Here's the thing that tanks essays at band 6 and below: you make a big claim, then give almost nothing to back it up. You'll write "Social media has destroyed relationships" and spend three sentences explaining why without a single piece of actual evidence. The examiner reads it, thinks "where's the proof?", and your Task Response score drops immediately.
This is where most students stumble. You can write fine. Your grammar's decent. But you can't spot when your own argument is just floating there with nothing underneath it. That's what we're fixing today with this guide to detecting unsupported claims and strengthening your evidence.
Let me be straight with you: the IELTS examiner doesn't care about your opinion. They want to see an argument. That's claim plus evidence plus explanation. Without those three pieces, you're not arguing anything. You're just saying stuff.
The band descriptors for Task Response (that's 25% of your writing score) spell it out. Band 7+ answers "develop ideas fully" and "support main points with relevant, specific examples." Band 5 answers? They throw down claims "without adequate development" and offer "limited support."
This gap between band 5 and band 7 is where unsupported claims live. You could be making the same point in both versions, but one feels hollow and the other feels solid. It's not about vocabulary or grammar. It's about evidence.
Let's use a real IELTS question: "Some people think that all crime is a result of poverty. To what extent do you agree or disagree?"
Here's what hollow looks like:
Weak: "Crime is definitely caused by poverty. Poor people have no choice but to commit crimes. This is obvious and everyone knows it."
Three sentences. Zero evidence. The writer expects you to just nod along.

--------

--- Exercise requirements ---
Write the next part of the guide on unsupported claims in IELTS essays, starting right after its final sentence.

(Records)
--------

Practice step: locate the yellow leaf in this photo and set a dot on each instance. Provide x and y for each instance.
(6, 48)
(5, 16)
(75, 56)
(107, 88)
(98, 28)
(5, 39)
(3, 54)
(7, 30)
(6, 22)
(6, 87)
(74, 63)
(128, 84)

--------

--- Output ---
Now here's what it looks like when you actually support the idea:
Strong: "While poverty is a significant factor in crime rates, research shows it is not the sole cause. In developing nations, countries with similar poverty levels show vastly different crime rates, suggesting that cultural and legal systems play equally important roles. Additionally, white-collar crime persists in wealthy populations, demonstrating that economic desperation alone cannot explain criminal behavior."
See it? The strong version makes a claim, then gives you specific examples (developing nations, white-collar crime) that actually prove something. You've shown the examiner you've thought this through. This is the evidence evaluation that separates strong IELTS writing from weak writing.
You need a checklist. Run through this after your first draft.
Quick check: After you write each body paragraph, read only the first sentence and the last sentence. Do they connect? The first sentence is your claim. The last sentence should tie back to that claim with your evidence. If they don't connect, your paragraph is unsupported.
Let's look at three different types of claims and see how evidence transforms them.
Weak: "Online education is very beneficial for students. It helps them learn better and saves time."
Strong: "Online education can be particularly beneficial for students with inflexible schedules. For example, working parents can complete university degrees in their own time, and professionals can upskill without leaving their jobs. Studies show that asynchronous learning formats have retention rates comparable to in-person classes, yet reduce childcare and commuting costs by approximately 40%."
The weak version uses "very" and "better" without actually explaining what you mean. The strong version shows exactly who benefits (working parents, professionals), how they benefit (flexibility, cost savings), and backs it up with a real number (40%). This is what an argument strength checker identifies.
Weak: "Technology has made people lazy. Everyone just sits at home now instead of exercising."
Strong: "While technology can reduce physical activity for some users, the relationship is more nuanced than a simple cause-and-effect. Fitness apps and wearable technology have increased exercise tracking and motivation for millions of users. In fact, countries with high technology adoption, such as Denmark and the Netherlands, consistently rank among the world's most active populations, suggesting that technology alone doesn't determine physical behavior."
The weak version makes a blanket statement ("everyone"). The strong version acknowledges complexity, gives a positive counter-example (fitness apps), and provides geographic evidence (Denmark, Netherlands) that challenges the original assumption.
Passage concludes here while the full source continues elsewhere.